**DATA SUPPLIED**
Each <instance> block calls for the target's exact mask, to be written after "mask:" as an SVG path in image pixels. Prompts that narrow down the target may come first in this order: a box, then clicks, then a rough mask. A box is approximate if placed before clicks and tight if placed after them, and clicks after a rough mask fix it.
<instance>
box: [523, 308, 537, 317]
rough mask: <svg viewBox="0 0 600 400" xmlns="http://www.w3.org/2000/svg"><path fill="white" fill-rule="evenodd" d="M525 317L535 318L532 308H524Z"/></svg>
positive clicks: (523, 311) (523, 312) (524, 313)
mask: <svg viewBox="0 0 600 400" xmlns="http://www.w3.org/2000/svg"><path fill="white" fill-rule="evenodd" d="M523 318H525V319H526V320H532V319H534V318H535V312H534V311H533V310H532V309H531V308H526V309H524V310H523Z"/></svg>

**TASK BRIEF**
State the number of lines in the records that include the string "instance", without any other words.

**SOLUTION TO THE EXERCISE**
2